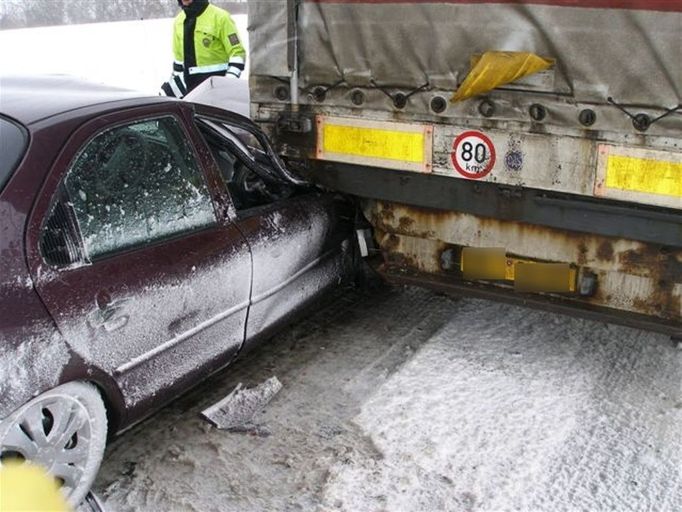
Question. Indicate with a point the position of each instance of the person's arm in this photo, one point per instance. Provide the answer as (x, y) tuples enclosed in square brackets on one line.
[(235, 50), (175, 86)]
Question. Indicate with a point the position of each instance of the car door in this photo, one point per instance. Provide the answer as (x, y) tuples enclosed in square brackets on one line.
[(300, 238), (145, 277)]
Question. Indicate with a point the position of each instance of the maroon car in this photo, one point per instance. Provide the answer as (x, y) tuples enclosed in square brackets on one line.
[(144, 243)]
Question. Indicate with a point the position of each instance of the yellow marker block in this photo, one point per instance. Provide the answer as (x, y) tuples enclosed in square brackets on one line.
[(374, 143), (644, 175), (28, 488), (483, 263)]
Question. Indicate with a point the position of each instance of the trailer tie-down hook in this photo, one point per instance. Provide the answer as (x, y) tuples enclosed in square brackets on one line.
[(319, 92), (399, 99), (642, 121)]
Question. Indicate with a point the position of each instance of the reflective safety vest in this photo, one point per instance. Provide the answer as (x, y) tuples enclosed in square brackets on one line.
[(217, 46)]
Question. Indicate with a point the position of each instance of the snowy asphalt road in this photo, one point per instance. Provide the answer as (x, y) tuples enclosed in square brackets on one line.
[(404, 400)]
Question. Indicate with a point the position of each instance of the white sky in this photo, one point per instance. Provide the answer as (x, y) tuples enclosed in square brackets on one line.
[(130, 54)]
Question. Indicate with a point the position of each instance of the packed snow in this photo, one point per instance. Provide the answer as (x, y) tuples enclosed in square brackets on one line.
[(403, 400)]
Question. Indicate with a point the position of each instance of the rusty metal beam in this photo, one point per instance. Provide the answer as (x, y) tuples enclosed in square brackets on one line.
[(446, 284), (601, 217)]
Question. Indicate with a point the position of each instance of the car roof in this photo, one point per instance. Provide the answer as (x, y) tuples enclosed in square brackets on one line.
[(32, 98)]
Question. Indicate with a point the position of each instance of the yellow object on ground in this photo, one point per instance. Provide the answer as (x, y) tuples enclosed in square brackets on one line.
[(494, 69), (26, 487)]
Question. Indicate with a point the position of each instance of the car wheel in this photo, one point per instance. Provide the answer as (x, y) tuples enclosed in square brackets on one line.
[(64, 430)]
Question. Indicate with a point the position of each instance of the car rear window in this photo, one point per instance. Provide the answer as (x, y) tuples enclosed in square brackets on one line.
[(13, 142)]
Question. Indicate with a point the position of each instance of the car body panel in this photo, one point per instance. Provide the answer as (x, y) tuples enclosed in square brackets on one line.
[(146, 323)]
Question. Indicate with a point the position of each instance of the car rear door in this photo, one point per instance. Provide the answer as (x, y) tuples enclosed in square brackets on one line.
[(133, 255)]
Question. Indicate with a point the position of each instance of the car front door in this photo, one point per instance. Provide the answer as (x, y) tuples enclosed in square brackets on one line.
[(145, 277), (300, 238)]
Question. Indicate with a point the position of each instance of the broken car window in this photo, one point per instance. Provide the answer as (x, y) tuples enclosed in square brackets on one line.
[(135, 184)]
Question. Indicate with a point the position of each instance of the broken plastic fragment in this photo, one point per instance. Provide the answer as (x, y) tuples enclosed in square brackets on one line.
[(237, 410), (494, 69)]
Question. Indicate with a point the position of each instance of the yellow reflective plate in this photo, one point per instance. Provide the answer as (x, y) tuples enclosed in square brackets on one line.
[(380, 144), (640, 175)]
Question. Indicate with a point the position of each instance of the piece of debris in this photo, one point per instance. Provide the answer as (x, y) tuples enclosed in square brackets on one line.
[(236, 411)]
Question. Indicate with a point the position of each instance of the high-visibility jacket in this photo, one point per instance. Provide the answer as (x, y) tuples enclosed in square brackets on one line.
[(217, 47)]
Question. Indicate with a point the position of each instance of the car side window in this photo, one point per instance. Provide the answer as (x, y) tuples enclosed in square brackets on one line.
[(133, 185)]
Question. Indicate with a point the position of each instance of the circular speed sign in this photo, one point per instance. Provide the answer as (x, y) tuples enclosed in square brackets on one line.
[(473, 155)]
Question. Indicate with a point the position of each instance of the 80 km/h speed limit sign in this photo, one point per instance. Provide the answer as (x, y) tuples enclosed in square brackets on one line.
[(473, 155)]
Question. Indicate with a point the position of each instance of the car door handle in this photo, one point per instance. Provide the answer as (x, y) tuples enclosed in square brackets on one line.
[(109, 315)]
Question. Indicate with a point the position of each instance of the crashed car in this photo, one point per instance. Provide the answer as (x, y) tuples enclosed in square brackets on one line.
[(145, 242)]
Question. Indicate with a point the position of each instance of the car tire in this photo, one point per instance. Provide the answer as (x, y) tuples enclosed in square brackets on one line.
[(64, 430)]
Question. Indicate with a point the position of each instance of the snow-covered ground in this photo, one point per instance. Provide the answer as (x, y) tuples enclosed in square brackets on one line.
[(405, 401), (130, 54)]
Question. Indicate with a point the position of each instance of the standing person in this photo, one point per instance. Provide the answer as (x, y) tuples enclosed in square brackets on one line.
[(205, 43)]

* * *

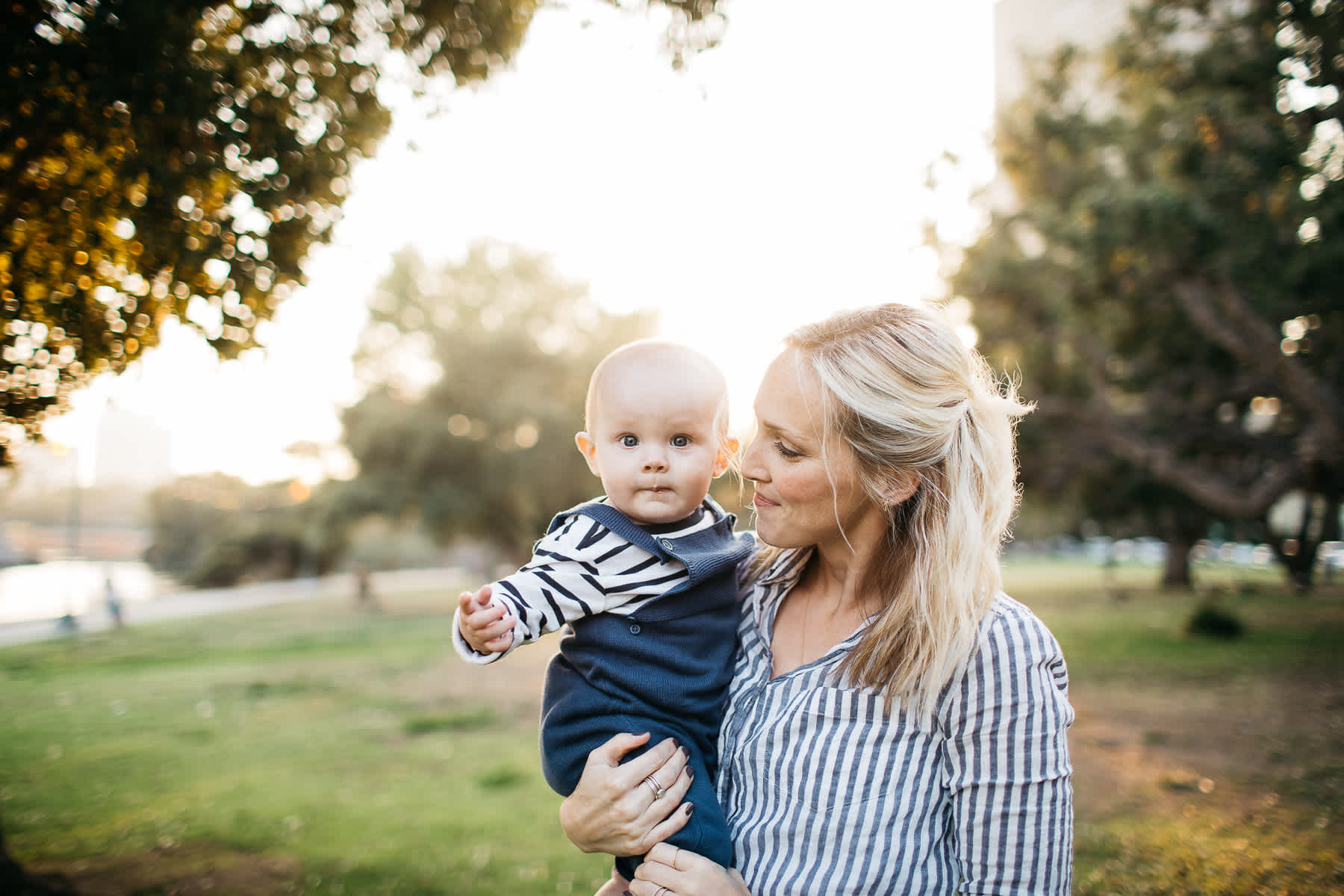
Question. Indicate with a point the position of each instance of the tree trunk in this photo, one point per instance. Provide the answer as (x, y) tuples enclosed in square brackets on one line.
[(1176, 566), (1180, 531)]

EXERCISE GOAL:
Could you render the lines of the records between the one holding "of the crashed" and the one holding "[(405, 401), (130, 54)]", inclusive, as a numbered list with any blank lines dropped?

OUTPUT FOR THIS TASK:
1. Question. Indicate with a point the position of each instance of the crashed car in this photo, one point per instance. Provide the answer as (x, y) tuples enclosed in square brackets on one line.
2. [(145, 242)]
3. Question. Indicate with a point the position of each instance of the car tire in this photo, one point per instance. Provide the answer as (x, y) tuples enclosed in square brackets on one line.
4. [(64, 430)]
5. Question. Indicate with a point the position of each instance of the snow-covered ground in this photo, one point per instance. Provide the answer as (x, y) tuples enclosed in square brackets on one line.
6. [(405, 401), (130, 54)]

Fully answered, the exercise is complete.